(Source document)
Steve Jobs was famous for his terse replies to customer emails. e.g.

customer: "Will the forthcoming iPad support tethering?"

Jobs reply: "No"

[http://www.telegraph.co.uk/technology/steve-
jobs/8721493/The...](http://www.telegraph.co.uk/technology/steve-
jobs/8721493/The-top-five-terse-Steve-Jobs-email-replies.html)

------
tmslnz
I am since a while omitting dears and wishes and being very terse in my
replies. Most people seem to get the message, relax and simply reply to me
with similar tone, making the whole exchange much more pleasant and less prone
to misinterpretation.

Perhaps instead of adding an acronym out of the blue — that very much no-one
outside HN will ever bother figuring out — we could train ourselves and our
correspondants to understand that there is no need for excessive form under
the majority of circumstances. The medium is very flexible, but our attitude
is stuck. And maybe the reason for the stuckedness is that email, unlike less
pervasive media, is used by people of every age, every degree of computer
literacy, every background, etc. There: one more reason why VSRE or any
variation is unlikely to make it further than a couple of days from today.

(Material supplied)
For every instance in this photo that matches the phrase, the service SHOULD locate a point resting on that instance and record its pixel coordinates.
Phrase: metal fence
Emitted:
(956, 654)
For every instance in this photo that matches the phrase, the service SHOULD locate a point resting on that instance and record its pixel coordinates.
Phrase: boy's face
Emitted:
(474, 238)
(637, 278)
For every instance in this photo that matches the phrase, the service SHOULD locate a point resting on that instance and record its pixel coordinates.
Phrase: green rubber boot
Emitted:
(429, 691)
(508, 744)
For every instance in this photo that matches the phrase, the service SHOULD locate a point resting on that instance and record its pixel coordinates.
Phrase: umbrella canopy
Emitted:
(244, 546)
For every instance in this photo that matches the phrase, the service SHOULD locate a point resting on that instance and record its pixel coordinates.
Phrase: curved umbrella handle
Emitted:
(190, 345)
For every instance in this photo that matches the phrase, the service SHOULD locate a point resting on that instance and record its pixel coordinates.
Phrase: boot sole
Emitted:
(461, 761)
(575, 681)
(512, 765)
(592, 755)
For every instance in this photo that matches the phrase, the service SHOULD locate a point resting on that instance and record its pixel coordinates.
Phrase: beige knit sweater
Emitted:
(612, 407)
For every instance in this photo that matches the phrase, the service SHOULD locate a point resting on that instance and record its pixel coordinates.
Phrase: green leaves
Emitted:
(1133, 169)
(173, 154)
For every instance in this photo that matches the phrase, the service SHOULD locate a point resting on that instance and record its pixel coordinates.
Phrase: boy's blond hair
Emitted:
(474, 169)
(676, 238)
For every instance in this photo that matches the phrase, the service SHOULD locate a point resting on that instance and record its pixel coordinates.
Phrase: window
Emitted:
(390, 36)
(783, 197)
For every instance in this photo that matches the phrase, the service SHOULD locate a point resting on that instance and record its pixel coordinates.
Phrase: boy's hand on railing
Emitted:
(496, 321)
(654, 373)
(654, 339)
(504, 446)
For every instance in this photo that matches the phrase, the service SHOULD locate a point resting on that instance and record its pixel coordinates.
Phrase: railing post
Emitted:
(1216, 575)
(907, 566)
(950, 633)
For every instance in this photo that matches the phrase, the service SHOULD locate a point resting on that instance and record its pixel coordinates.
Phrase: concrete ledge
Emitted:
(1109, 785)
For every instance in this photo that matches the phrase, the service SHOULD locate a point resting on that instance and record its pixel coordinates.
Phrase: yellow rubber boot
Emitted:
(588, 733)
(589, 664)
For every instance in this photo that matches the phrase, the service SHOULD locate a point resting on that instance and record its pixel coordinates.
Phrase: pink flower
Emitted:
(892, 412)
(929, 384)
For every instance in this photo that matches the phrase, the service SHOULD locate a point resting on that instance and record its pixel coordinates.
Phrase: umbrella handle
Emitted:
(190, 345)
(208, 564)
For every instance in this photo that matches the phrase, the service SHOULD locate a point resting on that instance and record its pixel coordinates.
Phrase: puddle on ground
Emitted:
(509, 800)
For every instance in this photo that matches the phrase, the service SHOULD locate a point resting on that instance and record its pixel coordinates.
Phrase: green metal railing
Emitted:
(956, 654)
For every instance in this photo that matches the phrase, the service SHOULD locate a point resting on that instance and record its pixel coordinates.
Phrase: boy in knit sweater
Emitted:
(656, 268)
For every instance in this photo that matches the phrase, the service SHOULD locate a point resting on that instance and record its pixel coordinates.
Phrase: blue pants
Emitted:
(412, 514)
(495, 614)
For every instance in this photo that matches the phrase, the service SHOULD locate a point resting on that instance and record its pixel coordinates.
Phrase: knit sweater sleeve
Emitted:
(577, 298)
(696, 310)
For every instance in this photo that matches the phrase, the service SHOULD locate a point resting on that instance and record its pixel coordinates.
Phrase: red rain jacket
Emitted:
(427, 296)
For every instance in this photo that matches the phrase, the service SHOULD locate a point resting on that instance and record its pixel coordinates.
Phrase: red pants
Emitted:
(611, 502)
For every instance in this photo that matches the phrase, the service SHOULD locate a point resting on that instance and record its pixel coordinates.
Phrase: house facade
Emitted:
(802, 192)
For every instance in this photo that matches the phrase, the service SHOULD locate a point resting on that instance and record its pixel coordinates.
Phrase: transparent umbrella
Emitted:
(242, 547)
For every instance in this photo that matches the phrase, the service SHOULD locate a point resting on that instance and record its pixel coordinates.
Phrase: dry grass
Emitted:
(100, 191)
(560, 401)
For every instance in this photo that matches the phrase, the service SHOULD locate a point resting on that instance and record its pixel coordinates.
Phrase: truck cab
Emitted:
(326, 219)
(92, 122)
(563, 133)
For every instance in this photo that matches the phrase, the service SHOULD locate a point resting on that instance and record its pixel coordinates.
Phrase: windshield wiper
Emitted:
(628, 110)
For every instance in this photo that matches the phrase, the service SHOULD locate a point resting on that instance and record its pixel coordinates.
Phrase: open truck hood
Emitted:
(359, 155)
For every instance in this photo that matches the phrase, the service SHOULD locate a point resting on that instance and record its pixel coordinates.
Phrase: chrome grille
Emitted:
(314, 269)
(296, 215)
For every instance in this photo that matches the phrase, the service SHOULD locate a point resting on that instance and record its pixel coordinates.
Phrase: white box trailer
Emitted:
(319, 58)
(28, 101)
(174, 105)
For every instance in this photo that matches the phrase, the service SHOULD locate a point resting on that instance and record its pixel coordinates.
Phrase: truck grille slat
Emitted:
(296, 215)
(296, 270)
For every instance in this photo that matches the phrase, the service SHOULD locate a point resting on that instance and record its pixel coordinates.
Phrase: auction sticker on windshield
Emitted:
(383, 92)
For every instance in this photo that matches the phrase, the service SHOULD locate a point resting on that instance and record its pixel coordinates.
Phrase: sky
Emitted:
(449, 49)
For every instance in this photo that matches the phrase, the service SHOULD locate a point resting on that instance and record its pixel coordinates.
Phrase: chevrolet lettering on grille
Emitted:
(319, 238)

(Brief 1) Translate this sentence from the thread on terse email replies into Spanish: "The medium is very flexible, but our attitude is stuck."
(Brief 2) In the thread on terse email replies, copy the part between "Steve Jobs was" and "jobs/8721493/The-top-five-terse-Steve-Jobs-email-replies.html)", inclusive, swapping "iPad" for "iPhone".

(Complete response 1) El medio es muy flexible, pero nuestra actitud está estancada.

(Complete response 2)
Steve Jobs was famous for his terse replies to customer emails. e.g.

customer: "Will the forthcoming iPhone support tethering?"

Jobs reply: "No"

[http://www.telegraph.co.uk/technology/steve-
jobs/8721493/The...](http://www.telegraph.co.uk/technology/steve-
jobs/8721493/The-top-five-terse-Steve-Jobs-email-replies.html)